Task details:
On the basis of the records below, report how many lines contain the word "ceiling". Nothing else should be given.

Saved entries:
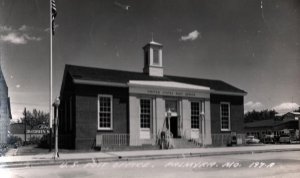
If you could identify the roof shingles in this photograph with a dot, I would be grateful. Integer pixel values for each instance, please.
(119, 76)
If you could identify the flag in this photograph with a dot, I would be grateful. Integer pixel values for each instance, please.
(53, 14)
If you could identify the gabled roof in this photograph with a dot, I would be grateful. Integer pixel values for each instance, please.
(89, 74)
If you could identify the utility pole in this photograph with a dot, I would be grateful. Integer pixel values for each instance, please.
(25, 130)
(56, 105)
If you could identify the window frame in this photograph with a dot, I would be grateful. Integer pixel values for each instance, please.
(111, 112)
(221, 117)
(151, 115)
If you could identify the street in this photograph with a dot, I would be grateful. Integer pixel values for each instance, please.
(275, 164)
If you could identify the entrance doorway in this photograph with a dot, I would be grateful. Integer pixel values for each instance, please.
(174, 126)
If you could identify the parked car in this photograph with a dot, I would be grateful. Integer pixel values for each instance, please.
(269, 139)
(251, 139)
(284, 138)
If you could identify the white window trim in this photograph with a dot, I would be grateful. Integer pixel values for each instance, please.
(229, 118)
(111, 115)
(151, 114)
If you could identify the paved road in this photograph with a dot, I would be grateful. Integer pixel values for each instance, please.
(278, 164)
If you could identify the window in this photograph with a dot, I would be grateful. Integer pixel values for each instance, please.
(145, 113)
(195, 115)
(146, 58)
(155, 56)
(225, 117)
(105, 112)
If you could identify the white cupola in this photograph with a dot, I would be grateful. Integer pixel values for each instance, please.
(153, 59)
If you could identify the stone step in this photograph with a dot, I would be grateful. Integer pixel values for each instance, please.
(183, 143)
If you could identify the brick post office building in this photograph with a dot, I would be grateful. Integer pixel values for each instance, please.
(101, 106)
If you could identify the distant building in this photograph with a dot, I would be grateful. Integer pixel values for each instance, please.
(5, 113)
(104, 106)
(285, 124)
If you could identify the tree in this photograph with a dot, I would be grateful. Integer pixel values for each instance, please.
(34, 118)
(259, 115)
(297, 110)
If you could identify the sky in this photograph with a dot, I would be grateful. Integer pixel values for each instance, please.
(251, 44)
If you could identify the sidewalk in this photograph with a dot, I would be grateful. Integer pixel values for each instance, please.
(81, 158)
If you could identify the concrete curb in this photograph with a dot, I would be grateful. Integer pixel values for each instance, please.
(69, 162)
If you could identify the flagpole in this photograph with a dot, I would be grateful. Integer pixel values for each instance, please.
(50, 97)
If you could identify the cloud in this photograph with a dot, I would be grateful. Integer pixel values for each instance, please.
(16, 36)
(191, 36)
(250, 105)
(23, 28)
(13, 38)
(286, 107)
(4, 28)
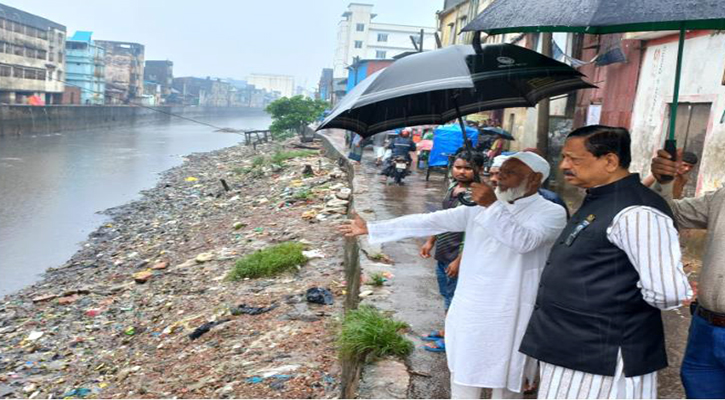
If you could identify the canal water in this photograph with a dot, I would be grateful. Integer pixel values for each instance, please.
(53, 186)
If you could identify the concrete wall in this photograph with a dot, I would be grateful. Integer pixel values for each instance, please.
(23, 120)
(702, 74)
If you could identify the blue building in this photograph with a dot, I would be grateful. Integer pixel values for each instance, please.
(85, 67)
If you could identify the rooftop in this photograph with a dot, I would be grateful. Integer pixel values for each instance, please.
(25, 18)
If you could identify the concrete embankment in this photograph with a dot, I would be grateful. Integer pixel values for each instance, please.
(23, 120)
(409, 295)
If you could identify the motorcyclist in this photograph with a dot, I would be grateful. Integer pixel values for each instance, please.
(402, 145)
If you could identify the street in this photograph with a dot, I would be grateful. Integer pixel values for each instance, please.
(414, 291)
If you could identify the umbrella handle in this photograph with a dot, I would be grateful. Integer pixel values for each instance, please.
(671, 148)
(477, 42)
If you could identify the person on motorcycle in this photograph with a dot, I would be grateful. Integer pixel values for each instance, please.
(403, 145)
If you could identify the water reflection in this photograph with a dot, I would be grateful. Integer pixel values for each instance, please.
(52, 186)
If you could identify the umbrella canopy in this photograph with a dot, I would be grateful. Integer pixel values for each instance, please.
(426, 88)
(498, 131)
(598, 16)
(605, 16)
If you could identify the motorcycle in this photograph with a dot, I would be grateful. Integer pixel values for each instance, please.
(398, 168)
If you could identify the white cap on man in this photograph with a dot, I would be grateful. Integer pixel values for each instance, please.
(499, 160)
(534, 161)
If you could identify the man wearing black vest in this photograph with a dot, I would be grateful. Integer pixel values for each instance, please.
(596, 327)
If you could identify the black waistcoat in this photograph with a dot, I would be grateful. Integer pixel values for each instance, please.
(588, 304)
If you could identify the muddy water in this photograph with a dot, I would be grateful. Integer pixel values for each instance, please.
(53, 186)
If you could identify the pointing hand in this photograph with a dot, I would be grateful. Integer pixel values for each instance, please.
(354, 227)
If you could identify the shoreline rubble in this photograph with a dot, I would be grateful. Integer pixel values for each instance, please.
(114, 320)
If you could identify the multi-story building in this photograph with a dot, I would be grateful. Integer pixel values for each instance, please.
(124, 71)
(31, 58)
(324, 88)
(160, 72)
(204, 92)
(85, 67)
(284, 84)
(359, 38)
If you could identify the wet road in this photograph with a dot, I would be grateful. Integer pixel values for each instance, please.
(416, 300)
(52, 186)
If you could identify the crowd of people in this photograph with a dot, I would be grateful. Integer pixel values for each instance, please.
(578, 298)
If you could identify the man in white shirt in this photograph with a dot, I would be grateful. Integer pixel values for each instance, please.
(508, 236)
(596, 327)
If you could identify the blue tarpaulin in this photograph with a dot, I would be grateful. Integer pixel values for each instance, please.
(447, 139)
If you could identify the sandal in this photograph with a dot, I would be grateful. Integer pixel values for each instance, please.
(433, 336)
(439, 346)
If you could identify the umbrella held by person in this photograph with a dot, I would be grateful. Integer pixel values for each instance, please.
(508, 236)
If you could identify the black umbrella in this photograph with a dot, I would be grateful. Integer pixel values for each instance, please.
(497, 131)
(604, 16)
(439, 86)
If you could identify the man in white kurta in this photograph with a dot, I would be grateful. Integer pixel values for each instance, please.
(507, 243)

...

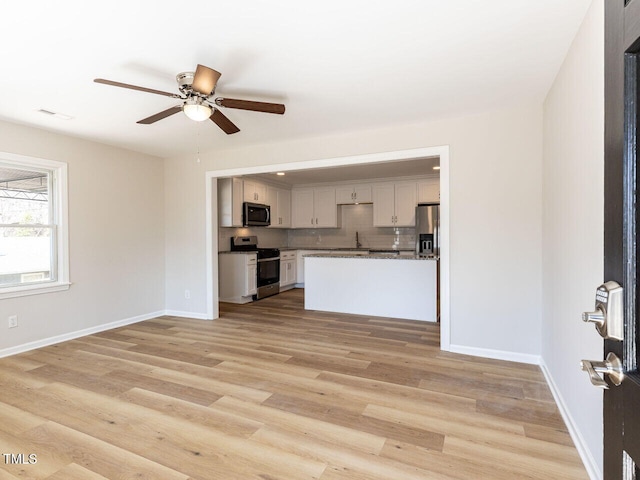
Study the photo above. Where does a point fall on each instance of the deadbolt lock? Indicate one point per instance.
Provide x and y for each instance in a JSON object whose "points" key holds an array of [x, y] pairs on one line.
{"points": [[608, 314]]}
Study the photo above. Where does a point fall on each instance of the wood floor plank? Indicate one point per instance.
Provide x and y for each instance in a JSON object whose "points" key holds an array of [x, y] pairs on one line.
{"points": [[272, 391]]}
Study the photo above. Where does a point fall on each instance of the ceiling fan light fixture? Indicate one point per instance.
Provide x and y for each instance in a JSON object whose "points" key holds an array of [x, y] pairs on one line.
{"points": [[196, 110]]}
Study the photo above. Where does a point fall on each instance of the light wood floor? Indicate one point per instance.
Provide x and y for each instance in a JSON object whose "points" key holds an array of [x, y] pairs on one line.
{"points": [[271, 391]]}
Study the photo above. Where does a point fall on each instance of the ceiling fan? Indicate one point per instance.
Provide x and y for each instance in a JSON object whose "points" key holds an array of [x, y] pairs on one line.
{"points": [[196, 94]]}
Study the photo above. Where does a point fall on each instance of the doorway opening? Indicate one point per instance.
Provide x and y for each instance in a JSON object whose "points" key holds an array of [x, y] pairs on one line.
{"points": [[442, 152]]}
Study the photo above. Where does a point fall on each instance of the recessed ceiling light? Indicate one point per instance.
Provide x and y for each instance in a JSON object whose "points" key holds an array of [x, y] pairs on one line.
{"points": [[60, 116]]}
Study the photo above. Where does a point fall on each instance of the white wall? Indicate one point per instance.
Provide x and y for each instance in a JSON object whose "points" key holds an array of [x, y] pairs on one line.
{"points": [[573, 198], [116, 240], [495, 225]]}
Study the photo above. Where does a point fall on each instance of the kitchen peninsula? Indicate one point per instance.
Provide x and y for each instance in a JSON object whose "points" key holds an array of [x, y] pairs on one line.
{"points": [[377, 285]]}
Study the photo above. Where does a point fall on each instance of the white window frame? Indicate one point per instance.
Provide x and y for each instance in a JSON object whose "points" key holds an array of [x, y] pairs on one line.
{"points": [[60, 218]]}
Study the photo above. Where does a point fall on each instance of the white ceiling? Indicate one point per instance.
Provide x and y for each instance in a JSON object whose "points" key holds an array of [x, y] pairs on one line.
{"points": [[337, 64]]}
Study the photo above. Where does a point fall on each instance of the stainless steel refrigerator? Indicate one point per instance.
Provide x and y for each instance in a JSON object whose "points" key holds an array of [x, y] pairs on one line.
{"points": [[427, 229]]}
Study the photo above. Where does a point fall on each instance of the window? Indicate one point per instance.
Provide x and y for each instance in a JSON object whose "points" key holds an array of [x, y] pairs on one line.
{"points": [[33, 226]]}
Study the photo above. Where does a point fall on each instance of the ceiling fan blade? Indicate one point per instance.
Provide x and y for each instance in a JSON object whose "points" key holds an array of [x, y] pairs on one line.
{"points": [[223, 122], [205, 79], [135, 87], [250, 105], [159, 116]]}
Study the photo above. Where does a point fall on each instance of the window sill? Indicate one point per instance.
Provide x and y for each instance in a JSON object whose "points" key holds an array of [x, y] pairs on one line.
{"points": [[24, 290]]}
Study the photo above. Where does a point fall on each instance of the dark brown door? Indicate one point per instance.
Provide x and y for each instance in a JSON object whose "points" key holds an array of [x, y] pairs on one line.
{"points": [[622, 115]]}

--

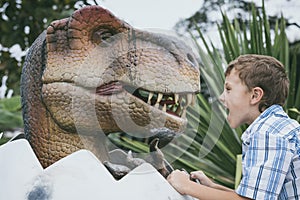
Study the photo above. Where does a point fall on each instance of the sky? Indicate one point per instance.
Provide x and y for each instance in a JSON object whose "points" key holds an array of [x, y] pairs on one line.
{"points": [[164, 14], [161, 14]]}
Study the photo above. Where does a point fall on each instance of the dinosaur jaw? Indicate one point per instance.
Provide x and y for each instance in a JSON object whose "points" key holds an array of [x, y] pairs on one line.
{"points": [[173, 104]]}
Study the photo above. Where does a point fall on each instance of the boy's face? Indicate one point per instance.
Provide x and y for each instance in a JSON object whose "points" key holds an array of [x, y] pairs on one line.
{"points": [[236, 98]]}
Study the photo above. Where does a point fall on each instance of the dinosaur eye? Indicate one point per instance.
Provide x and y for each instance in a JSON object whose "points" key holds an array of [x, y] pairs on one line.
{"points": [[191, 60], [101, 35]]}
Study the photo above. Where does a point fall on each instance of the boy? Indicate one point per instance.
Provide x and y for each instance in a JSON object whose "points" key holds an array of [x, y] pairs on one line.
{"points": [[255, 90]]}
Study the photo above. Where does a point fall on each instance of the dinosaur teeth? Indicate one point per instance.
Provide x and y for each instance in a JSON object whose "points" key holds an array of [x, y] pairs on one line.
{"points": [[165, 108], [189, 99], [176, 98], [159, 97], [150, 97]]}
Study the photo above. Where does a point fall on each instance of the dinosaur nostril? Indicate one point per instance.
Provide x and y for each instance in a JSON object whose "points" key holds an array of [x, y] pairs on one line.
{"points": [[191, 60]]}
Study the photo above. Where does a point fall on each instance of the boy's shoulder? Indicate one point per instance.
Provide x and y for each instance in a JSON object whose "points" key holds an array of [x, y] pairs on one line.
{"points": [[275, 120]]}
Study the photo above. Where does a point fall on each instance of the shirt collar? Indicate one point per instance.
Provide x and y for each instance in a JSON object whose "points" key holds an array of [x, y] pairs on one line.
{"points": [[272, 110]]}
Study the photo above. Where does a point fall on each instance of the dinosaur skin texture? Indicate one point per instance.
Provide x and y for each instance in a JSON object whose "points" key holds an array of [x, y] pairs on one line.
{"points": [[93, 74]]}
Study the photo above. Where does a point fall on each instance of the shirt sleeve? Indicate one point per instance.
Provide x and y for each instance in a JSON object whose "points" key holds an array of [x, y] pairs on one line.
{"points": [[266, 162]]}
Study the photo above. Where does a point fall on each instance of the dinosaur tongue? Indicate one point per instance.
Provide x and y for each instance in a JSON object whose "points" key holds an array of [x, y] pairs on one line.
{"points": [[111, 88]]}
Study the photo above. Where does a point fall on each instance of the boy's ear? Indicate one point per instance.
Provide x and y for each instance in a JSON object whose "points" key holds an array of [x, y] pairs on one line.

Solution for this problem:
5